**What you need to do**. Retype all the records with nothing changed.

*** Material for this task Section Begins ***

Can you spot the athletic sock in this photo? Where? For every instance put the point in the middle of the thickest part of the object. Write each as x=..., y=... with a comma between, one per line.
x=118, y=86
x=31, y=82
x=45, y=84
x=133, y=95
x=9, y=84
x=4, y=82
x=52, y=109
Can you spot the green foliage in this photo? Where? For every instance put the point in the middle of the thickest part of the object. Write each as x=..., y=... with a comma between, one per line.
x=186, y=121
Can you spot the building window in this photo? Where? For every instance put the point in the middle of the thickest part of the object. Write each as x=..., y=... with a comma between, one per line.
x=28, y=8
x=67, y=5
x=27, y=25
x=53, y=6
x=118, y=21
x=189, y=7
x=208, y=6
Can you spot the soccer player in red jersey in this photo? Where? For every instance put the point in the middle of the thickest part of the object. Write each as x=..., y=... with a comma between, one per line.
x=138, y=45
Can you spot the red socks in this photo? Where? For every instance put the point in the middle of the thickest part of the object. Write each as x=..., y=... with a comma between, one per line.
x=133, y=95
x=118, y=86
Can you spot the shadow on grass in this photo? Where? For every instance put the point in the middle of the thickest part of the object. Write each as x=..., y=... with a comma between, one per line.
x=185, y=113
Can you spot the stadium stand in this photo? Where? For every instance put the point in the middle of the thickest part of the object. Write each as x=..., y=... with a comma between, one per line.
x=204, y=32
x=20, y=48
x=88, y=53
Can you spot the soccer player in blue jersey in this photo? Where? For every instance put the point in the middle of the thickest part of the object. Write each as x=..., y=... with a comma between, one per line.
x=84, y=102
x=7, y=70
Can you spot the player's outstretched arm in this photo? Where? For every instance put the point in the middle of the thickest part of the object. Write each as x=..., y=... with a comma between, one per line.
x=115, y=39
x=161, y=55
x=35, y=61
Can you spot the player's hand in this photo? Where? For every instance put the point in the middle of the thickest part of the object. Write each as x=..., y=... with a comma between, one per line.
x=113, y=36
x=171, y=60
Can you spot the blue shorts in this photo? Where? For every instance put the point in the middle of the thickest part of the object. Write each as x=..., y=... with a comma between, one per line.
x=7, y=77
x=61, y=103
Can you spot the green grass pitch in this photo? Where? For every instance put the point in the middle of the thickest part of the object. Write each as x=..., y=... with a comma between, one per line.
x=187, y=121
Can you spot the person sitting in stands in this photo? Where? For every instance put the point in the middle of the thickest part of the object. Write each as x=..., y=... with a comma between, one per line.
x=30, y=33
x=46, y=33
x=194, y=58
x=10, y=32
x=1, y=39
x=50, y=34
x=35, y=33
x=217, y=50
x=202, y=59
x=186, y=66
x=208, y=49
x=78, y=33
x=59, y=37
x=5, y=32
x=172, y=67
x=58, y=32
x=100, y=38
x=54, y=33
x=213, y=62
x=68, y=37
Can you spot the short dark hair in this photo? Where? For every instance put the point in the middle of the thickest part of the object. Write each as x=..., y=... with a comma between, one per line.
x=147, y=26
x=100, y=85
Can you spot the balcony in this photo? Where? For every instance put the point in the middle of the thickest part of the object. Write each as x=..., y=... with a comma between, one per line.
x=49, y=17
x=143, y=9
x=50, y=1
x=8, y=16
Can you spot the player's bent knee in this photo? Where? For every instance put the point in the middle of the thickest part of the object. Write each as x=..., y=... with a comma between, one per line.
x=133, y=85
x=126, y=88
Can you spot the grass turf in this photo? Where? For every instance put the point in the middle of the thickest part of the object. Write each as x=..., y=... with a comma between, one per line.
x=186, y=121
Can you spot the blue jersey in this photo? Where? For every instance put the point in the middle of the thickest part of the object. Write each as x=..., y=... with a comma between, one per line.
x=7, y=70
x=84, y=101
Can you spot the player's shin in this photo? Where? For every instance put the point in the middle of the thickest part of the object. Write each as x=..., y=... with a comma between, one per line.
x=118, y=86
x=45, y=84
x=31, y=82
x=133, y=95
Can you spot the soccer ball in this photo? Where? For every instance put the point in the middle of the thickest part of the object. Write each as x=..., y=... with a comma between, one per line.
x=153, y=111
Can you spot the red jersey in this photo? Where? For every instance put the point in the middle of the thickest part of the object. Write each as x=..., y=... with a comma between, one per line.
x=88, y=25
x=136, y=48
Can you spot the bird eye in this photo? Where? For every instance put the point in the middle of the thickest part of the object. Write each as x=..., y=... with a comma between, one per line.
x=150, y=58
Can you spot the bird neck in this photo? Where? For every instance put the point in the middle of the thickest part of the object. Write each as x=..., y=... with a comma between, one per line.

*** Material for this task Section Ends ***

**Answer space**.
Can you spot the athletic sock in this photo? Where? For every instance put the point in the middle of the thickest part of the object. Write each as x=..., y=... with a comma between, one per line.
x=118, y=86
x=31, y=82
x=45, y=84
x=133, y=95
x=9, y=84
x=4, y=82
x=52, y=109
Can you spot the green foliage in this photo? Where? For every instance put the point in the middle of the thickest part of the object. Write each as x=..., y=... with a comma between, one per line.
x=186, y=121
Can you spot the building window in this photo? Where? For every instance put the point in the middle of the thickest part of the object. Write each as x=..., y=... with a comma between, one per line.
x=28, y=8
x=67, y=5
x=27, y=25
x=53, y=6
x=118, y=21
x=189, y=7
x=208, y=6
Can you spot the soccer player in red jersey in this photo? Where? For every instance put the point in the middle of the thickest part of the object. Write each as x=..., y=... with a comma between, one per line.
x=138, y=45
Can you spot the red socks in this photo? Where? For every instance put the point in the middle of the thickest part of the object. Write each as x=..., y=... with a comma between, one per line.
x=133, y=95
x=118, y=86
Can you spot the shadow on grass in this photo? Where? For every instance put the point in the middle of the thickest part of the object. Write each as x=..., y=... with a comma between, one per line.
x=185, y=113
Can you spot the stadium stand in this photo? Where? For every instance put the point in the middle of the thickest part of the object. Write each as x=..., y=... with a comma between, one per line.
x=204, y=32
x=20, y=48
x=88, y=53
Can you spot the soccer player in blue jersey in this photo? Where? For every instance put the point in the middle of the thickest part of the object. Write each as x=..., y=... with a comma between, one per line.
x=84, y=102
x=7, y=70
Can you spot the player's outstretched arm in this photo? Where? For every instance put the point in the middle of the thickest part of the object. Write each as x=..., y=... with a comma between, one per line.
x=115, y=39
x=161, y=55
x=35, y=61
Can you spot the player's hand in this photo? Where? For every instance put the point in the middle of the thickest part of the object. Write each as x=..., y=... with a comma between, one per line.
x=113, y=36
x=171, y=60
Can you spot the blue shorts in this photo? Where? For every instance put the point in the middle of the thickest part of the object. Write each as x=..., y=... with a comma between, one per line.
x=7, y=77
x=61, y=103
Can you spot the green grass pitch in this photo? Where? For every instance put the point in the middle of the thickest part of the object. Write each as x=..., y=... with a comma between, one per line.
x=187, y=121
Can you spot the person sitting in stands in this photo? Where? For every instance put the point in the middle of the thickest part of the object. Write each as x=..., y=... with a comma between, one per line.
x=30, y=33
x=46, y=33
x=194, y=58
x=10, y=32
x=1, y=39
x=50, y=34
x=35, y=33
x=217, y=50
x=202, y=59
x=186, y=66
x=208, y=49
x=78, y=33
x=59, y=37
x=5, y=32
x=172, y=67
x=58, y=32
x=100, y=38
x=54, y=33
x=213, y=62
x=68, y=37
Can you spot the short dark hair in this photo? Where? For every instance put the point in the middle of the thickest part of the object. Write each as x=..., y=... with a comma between, one per line.
x=147, y=26
x=100, y=85
Can you spot the balcony in this photo? Where? For every instance put the point in the middle of the thickest part of the object. Write each as x=..., y=... with a comma between, one per line.
x=49, y=17
x=143, y=9
x=50, y=1
x=8, y=16
Can you spot the player's bent knee in this photo? Where? For every instance put the point in the middle of the thickest part of the object. Write each as x=..., y=... with a comma between, one per line.
x=133, y=85
x=126, y=88
Can you spot the grass turf in this photo? Where? For every instance put the point in the middle of the thickest part of the object. Write each as x=..., y=... with a comma between, one per line.
x=186, y=121
Can you spot the blue jersey in this photo? Where? For every instance put the point in the middle of the thickest part of the object. Write each as x=..., y=... with a comma between, one per line.
x=7, y=70
x=84, y=101
Can you spot the player's shin in this photo? Where? For every instance put the point in the middle of the thickest part of the object. Write each as x=..., y=... with a comma between, one per line.
x=118, y=86
x=45, y=84
x=31, y=82
x=133, y=95
Can you spot the soccer ball in this photo? Where? For every instance put the point in the middle of the thickest part of the object. Write each as x=..., y=... with a comma between, one per line.
x=153, y=111
Can you spot the red jersey in this photo? Where? For every instance put the point in the middle of the thickest part of the object. Write each as x=..., y=... with a comma between, one per line.
x=88, y=25
x=136, y=48
Can you spot the bird eye in this photo? Where? For every instance put the point in the middle of the thickest part of the object. Write each as x=..., y=... with a comma between, one per line.
x=150, y=58
Can you spot the bird neck in this photo? Where? For every instance put the point in the middle of the thickest part of the object. Write each as x=..., y=... with a comma between, one per line.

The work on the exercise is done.